— START OF Supplied text —

This topic describes how to create an ODPS SQL node. ODPS SQL nodes can process terabytes of data in distributed scenarios that do not require real-time processing by using the SQL-like syntax.

Prerequisites

The MaxCompute folder appears on the page only after you add a MaxCompute compute engine instance on the Workspace Management page. For more information, see Configure a workspace.

Background information

Generally, it takes a long time from preparing to committing a job. You can use ODPS SQL nodes to process thousands to tens of thousands of transactions. ODPS SQL nodes are online analytical processing (OLAP) applications that are designed to deal with large amounts of data..

Limits

ODPS SQL nodes have the following limits:
  • You cannot use the SET, USE, or SQL alias statement independently in the code of an ODPS SQL node. They must be executed with other SQL statements. For example, you can use a SET statement together with a CREATE TABLE statement.
    set a=b;
    create table name(id string);
  • You cannot add comments to statements containing keywords, including the SET, USE, and SQL alias statements, in the code of an ODPS SQL node. For example, the comment is not allowed in the following code:
    create table name(id string);
    set a=b; // You cannot add a comment here. 
    create table name1(id string);
  • The execution of an ODPS SQL node during workflow development and the scheduled execution of an ODPS SQL node have the following differences:
    • Execution during workflow development: combines all the statements containing keywords, including the SET, USE, and SQL alias statements, in the node code and executes them before you execute other SQL statements.
    • Scheduled execution: executes all SQL statements in sequence.
    set a=b;
    create table name1(id string);
    set c=d;
    create table name2(id string);
    The following table describes the differences between the two execution modes for the preceding SQL statements.
    SQL statement Execution during workflow development Scheduled execution
    First SQL statement
    set a=b;
    set c=d;
    create table name1(id string);
    set a=b;
    create table name1(id string);
    Second SQL statement
    set a=b;
    set c=d;
    create table name2(id string);
    set c=d;
    create table name2(id string);
  • You must specify a scheduling parameter in the format of key=value. Do not add spaces before or after the equal sign (=). Examples:
    time = {yyyymmdd hh:mm:ss} // The format is invalid.
    a =b // The format is invalid.
  • If you use keywords such as bizdate and date as scheduling parameters, you must specify the values in the format of yyyymmdd. If you want to use other time formats, do not use the preceding keywords as scheduling parameters. Example:
    bizdate=201908 // Incorrect format. 
  • You can only use statements starting with SELECT, READ, or WITH to query the result data for a node during the workflow development. Otherwise, no results are returned.
  • Separate multiple SQL statements with semicolons (;). Each SQL statement must occupy a line.
    • Incorrect example
      create table1;create table2
    • Correct example
      create table1;
      create table2;
  • If extension functions in MaxCompute V2.0 use new data types, you must add set odps.sql.type.system.odps2=true; before the SQL statements that use the functions, and commit and execute the code together with the SQL statements.

— END OF Supplied text —

Requests:
• 1. Copy the ODPS SQL node page from the words "ODPS SQL nodes have" through "CREATE TABLE statement.", switching "CREATE TABLE" to "ALTER TABLE".
• 2. Resume the ODPS SQL node page where it stops, adding what comes next.

— START OF Extracted material —

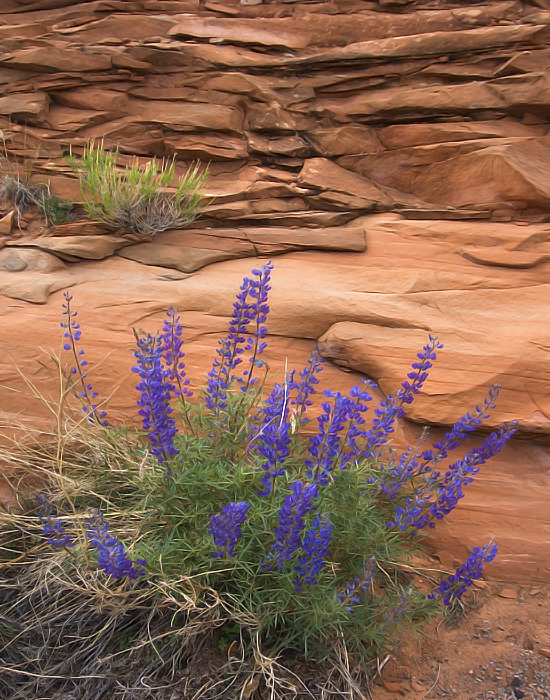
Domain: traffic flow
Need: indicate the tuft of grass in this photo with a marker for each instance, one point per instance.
(136, 198)
(22, 195)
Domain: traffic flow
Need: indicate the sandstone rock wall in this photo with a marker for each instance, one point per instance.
(394, 155)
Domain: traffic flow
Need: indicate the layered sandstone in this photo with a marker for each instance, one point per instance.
(393, 156)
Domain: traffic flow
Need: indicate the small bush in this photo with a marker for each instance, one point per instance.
(225, 530)
(22, 194)
(135, 198)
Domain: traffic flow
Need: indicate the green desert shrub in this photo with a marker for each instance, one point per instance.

— END OF Extracted material —

Exercise answers:
• 1.
ODPS SQL nodes have the following limits:
  • You cannot use the SET, USE, or SQL alias statement independently in the code of an ODPS SQL node. They must be executed with other SQL statements. For example, you can use a SET statement together with a ALTER TABLE statement.

• 2.
  • If you want to add comments to SQL statements, you cannot use semicolons (;) in comments.
    Incorrect example:
    create table1; // Create a table named table1; Then, create a table named table2.
    create table2;
  • An ODPS SQL node can contain up to 130 KB of SQL code and up to 99 SQL statements.

Procedure

  1. Go to the DataStudio page.
    1. Log on to the DataWorks console.
    2. In the left-side navigation pane, click Workspaces.
    3. In the top navigation bar, select the region where your workspace resides, find the workspace, and then click Data Analytics in the Actions column.
  2. In the Scheduled Workflow pane, move the pointer over the Create icon and choose MaxCompute > ODPS SQL.
    Alternatively, you can click a workflow in the Scheduled Workflow pane, right-click MaxCompute, and then choose Create > ODPS SQL.
  3. In the Create Node dialog box, set the Node Name and Location parameters.
    Note The node name must be 1 to 128 characters in length and can contain letters, digits, underscores (_), and periods (.).
  4. Click Commit.
  5. Write and run the code of the ODPS SQL node.
    After the node is created, write the code of the ODPS SQL node. The code must conform to the syntax. For more information about SQL syntax, see Overview of MaxCompute SQL.
    Note Due to the adjustment made by the International Organization for Standardization (ISO) on the UTC+8 time zone, differences exist between the real time and the output time when you execute related SQL statements in DataWorks. Between the years of 1900 and 1928, the time difference is 352 seconds. Before the year of 1900, the time difference is 9 seconds.
    You cannot use the SET statement independently in the node code. The SET statement must be executed together with other SQL statements. For example, you can use a SET statement together with a SELECT statement.
    set project odps.sql.allow.fullscan=true;
    select 1;

    For more information about the SET statement, see SET operations.

    The following example creates a table, inserts data to the table, and queries data in the table:

    1. Create a table named test1.
      CREATE TABLE IF NOT EXISTS test1 
      ( id BIGINT COMMENT '' ,
        name STRING COMMENT '' ,
        age BIGINT COMMENT '' ,
        sex STRING COMMENT '');
    2. Insert data to the table.
      INSERT INTO test1 VALUES (1,'Zhang San',43,'Male');
      INSERT INTO test1 VALUES (1,'Li Si',32,'Male');
      INSERT INTO test1 VALUES (1,'Chen Xia',27,'Female');
      INSERT INTO test1 VALUES (1,'Wang Wu',24,'Male');
      INSERT INTO test1 VALUES (1,'Ma Jing',35,'Female');
      INSERT INTO test1 VALUES (1,'Zhao Qian',22,'Female');
      INSERT INTO test1 VALUES (1,'Zhou Zhuang',55,'Male');
    3. Query data in the table.
      select * from test1;
    4. After you enter the preceding SQL statements in the code editor, click the Run icon icon in the toolbar. DataWorks executes your SQL statements from top to bottom and displays logs.
      Run icon
      Note
      • If multiple MaxCompute compute engine instances are associated with the current workspace, select one MaxCompute compute engine instance before you click the Run icon.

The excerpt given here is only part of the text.